SOURCE MATERIAL:
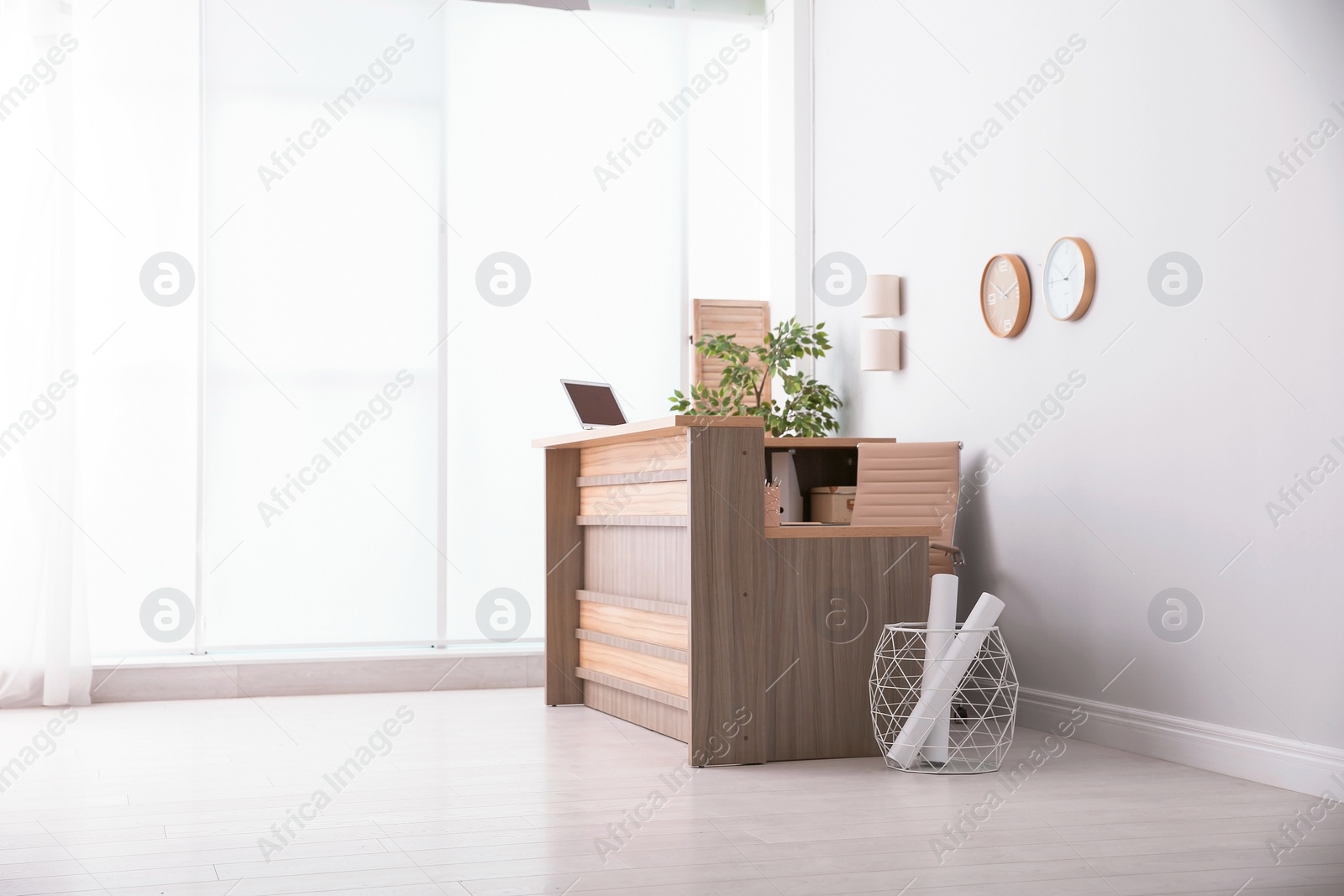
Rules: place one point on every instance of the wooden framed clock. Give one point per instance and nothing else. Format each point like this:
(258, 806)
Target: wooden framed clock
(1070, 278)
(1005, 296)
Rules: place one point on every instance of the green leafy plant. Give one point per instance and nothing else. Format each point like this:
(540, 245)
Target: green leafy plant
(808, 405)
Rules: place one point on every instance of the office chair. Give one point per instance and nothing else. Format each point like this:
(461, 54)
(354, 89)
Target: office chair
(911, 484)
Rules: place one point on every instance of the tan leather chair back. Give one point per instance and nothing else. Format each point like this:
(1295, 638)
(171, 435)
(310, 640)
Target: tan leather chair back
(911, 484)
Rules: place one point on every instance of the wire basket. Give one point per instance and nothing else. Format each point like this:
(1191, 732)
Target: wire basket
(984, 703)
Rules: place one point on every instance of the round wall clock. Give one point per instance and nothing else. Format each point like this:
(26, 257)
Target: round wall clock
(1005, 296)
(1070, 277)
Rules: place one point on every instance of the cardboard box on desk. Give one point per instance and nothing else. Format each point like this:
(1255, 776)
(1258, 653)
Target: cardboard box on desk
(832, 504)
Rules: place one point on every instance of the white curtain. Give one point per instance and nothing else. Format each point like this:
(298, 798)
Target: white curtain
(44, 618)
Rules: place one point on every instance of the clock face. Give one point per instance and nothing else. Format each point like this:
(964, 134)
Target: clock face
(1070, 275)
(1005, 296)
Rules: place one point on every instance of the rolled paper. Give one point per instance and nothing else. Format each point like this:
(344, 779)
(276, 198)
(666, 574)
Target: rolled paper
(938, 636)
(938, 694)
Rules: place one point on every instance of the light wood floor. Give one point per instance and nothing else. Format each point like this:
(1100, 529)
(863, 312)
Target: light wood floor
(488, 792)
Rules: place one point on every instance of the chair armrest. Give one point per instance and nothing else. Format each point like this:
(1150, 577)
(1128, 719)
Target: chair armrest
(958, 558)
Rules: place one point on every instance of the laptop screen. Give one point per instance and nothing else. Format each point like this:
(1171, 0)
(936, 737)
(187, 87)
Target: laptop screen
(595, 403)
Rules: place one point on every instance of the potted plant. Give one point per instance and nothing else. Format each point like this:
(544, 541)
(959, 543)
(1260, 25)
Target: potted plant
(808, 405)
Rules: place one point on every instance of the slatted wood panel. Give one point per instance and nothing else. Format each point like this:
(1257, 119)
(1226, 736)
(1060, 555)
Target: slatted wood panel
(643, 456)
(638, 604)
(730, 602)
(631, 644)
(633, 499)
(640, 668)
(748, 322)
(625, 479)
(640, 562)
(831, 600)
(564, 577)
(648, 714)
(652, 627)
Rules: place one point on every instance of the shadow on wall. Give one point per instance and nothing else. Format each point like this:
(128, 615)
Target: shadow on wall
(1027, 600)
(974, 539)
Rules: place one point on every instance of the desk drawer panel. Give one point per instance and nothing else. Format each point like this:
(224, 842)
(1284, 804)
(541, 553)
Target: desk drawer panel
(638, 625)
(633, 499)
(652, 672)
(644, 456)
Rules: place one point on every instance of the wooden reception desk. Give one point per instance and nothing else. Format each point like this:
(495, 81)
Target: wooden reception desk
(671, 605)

INSTRUCTIONS TO FOLLOW:
Every line above should be repeated exactly; pictures stay out of the copy.

SOLUTION TO THE EXERCISE:
Rules: place one point on every instance of the wooden framed clock. Give one point per instance and nothing else. Format each point like this:
(258, 806)
Target: wooden framed clock
(1070, 278)
(1005, 296)
Rules: place one point on every instance of the green leafy plant. Give one point per instance and nothing else. Format each point like this:
(540, 245)
Target: green leafy plant
(808, 405)
Rules: place one point on every instance of the office chair. Give one point per instance and nothing else. Format each point like this:
(461, 54)
(354, 89)
Target: office chair
(911, 484)
Rules: place one point on every instance of the tan leather chair back. Give one point per instance and nothing else. Format each point like this:
(1295, 638)
(171, 435)
(310, 640)
Target: tan leather chair back
(911, 484)
Rules: place one point on every instance of the wire basket. Give one point per instance and nothing else. Format each point like this:
(1191, 732)
Target: wire basket
(984, 703)
Rules: place one point on every instance of the round wall clock. Give one point per instance and nothing else. Format each point like this:
(26, 257)
Target: round wall clock
(1005, 296)
(1070, 277)
Rules: place one point on every instance of the cardboard box on desk. Give one point per instance and nothing else. Format each point like this:
(1255, 776)
(1258, 653)
Target: cardboard box on desk
(832, 504)
Rules: place one point on every instance of the white curtain. Give one point per instance and nothing else. Format each point like this:
(298, 798)
Target: white curtain
(44, 618)
Rules: place one point on every instance of the clock face. Give one point per instance and nothing else. Format each point like this:
(964, 134)
Target: clock face
(1070, 275)
(1005, 296)
Rules: place one point on every instance of the rolled paper. Give one point per instance and nothing else. Format each point like this:
(344, 779)
(276, 198)
(666, 574)
Target: rolled paper
(938, 636)
(938, 694)
Rules: place one point on every instance of the light wood floor. Give one point per instance and nothing else. Format each point like this:
(1100, 529)
(863, 312)
Target: light wood floor
(488, 792)
Rules: place one point on every instance of the chair armrest. Give one point per instance and nothing else. Format each point like this:
(1150, 577)
(1128, 719)
Target: chair armrest
(958, 558)
Rules: place one point on every instance of the laptop screen. Give one point per instance and nothing else. Format each point like this:
(1171, 0)
(936, 737)
(187, 87)
Target: laptop screen
(595, 403)
Rules: place one point on every instance of the potted plant. Give one point per instance and nothing else. Format each point like this:
(544, 541)
(959, 543)
(1260, 25)
Target: potted plant
(808, 405)
Rules: place one point on every instance of the slatted wood panel. Give one point per instance and nothing else. Format each point like this:
(1257, 119)
(1226, 736)
(1060, 555)
Target: slatted wood panel
(643, 456)
(638, 604)
(730, 602)
(631, 644)
(633, 499)
(640, 668)
(748, 322)
(625, 479)
(640, 562)
(831, 600)
(564, 577)
(648, 714)
(652, 627)
Rules: place one point on every instance of the shadow on wall. Give one point per instance and nothing else. Format each point like this:
(128, 615)
Target: shadow on wall
(1027, 600)
(974, 539)
Rules: place one point on every instance of the desk drawer panel. Give one point per instance and nothing else. Format each point like this:
(224, 842)
(1284, 804)
(541, 553)
Target: desk drawer panel
(638, 625)
(633, 499)
(652, 672)
(644, 456)
Rules: place one point on every instance of the wooden reception desk. Give one point per instance and nothing else. Format each point like this:
(495, 81)
Target: wooden reception desk
(671, 605)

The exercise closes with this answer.